■ WORKING DATA ■
────────────────────────────────────────
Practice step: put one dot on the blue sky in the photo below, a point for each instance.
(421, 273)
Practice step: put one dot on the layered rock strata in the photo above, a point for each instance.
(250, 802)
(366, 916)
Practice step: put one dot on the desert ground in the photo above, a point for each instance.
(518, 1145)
────────────────────────────────────────
■ DIRECTIONS FOR THIS TASK ■
Beginning with the line that contains "Practice step: put one dot on the desert", retype every remaining line of the listing exactly, ending with the last one.

■ EXPECTED ANSWER ■
Practice step: put one dot on the desert ground in the photo above, a point for each instance.
(518, 1145)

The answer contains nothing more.